:: READING PASSAGE ::
Most contractors probably have a torpedo level in their toolboxes, but fewer can be certain about that tool’s provenance or quality.

The mention of torpedo levels isn’t random. A leading supplier, Wisconsin-based Empire Level, has been stepping up its efforts to thwart the perennial problem of counterfeits coming into the U.S. from Asia and primarily China.

Illegal knockoffs of tools and just about every other product these days—consumer electronics, footwear, and pharmaceuticals are the most popular items— for decades have been a scourge of global proportions for North American manufacturers. One recalls instances in the 1980s, when Stanley Works brought federal marshals onto the floor of the National Hardware Show to arrest vendors that were displaying knockoffs of Stanley’s products in their booths.

Just last week, the Ministry of Trade in Qatar seized 15,000 fake tools bearing the Stanley brand. And on July 31, China and the U.S. conducted their largest coordinated raids ever, seizing 243,000 consumer electronics counterfeits at American ports.

Last year, the U.S. Department of Customs and Border Protection seized the equivalent of $1.26 billion in counterfeit products. But the government’s efforts sometimes seem like it’s trying to bail out a flooded boat with a teaspoon.

In a report it released in May, the Intellectual Property Commission—co-chaired by former Utah governor and presidential hopeful Jon Huntsman and by the former director of National Intelligence and commander in chief of the U.S. Pacific Command Dennis Blair—conservatively estimated the annual losses from intellectual property (IP) theft at more than $300 billion, “comparable to the current annual level of U.S. exports to Asia.”

Counterfeits emanating from China-based sources alone account for 50% to 80% of total IP theft, the report stated. You don’t have to tell that to Jenni Becker, Empire Level’s president. She claims nearly all of the knockoff levels her company has uncovered in the stores and warehouses of North American retailers and distributors have their origins in China.

“If it’s made in China, it’s not ours,” says Becker, whose company makes all of its torpedo levels, and 90% of all of its levels and squares, in the U.S. Becker adds that another telltale sign of an illegal knockoff is the white frame around the torpedo level’s vial, which she says is Empire’s signature.

Empire has issued dozens of cease-and-desist letters to U.S.-based distributors and retailers that were selling counterfeit levels. “Once we brought it to their attention, they’ve been cooperative and we’ve been able to come to some kind of resolution,” be it financial compensation or destroying the product in the field, says Becker.

The supplier also has launched more than 100 enforcement actions, which have resulted in the dealers insisting that the source from which they bought the counterfeit levels—and, usually, other products—take everything back or the dealer would stop buying from that source entirely.

Empire’s efforts to prevent Chinese suppliers from shipping counterfeit tools to its markets have been more frustrating, says Becker. Just finding these suppliers can be a challenge, especially repeat offenders who “will switch company names three or four times.” Becker says that many of these suppliers don’t understand—or couldn’t care less about—U.S. intellectual property law.
:::
:: DATA SUPPLIED ::
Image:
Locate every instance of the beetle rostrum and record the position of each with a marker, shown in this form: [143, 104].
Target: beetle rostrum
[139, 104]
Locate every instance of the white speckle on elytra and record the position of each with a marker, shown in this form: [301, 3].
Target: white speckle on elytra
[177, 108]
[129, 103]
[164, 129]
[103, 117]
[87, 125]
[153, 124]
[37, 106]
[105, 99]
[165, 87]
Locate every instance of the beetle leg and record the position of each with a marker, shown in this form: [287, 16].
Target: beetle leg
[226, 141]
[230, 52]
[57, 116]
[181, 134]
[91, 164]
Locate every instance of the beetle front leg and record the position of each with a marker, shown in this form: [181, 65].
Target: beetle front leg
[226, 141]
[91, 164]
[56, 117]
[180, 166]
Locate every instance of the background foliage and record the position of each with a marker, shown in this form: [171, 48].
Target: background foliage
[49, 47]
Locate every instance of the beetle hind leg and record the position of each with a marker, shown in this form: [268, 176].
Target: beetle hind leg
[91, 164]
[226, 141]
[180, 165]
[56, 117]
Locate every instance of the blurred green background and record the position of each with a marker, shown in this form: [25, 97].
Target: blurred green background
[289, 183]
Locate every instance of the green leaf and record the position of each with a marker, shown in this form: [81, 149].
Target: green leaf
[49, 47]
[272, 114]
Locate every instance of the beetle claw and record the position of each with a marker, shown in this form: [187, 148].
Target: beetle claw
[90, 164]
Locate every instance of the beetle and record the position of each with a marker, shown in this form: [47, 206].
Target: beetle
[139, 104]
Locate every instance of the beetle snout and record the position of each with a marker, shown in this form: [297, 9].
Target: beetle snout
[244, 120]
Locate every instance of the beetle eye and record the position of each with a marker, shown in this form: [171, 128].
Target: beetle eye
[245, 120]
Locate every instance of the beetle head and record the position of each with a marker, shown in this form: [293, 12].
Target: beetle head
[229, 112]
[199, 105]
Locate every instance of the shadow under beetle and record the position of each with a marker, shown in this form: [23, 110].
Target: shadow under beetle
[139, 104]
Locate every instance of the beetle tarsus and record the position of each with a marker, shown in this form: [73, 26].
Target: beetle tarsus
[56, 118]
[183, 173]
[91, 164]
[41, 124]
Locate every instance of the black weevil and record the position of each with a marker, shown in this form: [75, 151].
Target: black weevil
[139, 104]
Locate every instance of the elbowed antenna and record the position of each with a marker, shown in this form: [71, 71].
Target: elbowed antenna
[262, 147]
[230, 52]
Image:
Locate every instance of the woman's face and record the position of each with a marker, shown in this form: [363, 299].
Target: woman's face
:::
#### [BRIEF 1]
Using the article on counterfeit torpedo levels, explain in one to three sentences why Becker can say of a torpedo level, "If it's made in China, it's not ours."
#### [BRIEF 2]
According to the article on counterfeit torpedo levels, what value of counterfeit products did the U.S. Department of Customs and Border Protection seize last year?

#### [ANSWER SPACE 1]
Empire Level makes all of its torpedo levels in the U.S., along with 90% of all its levels and squares. So a torpedo level made in China cannot be a genuine Empire product.

#### [ANSWER SPACE 2]
It seized the equivalent of $1.26 billion in counterfeit products.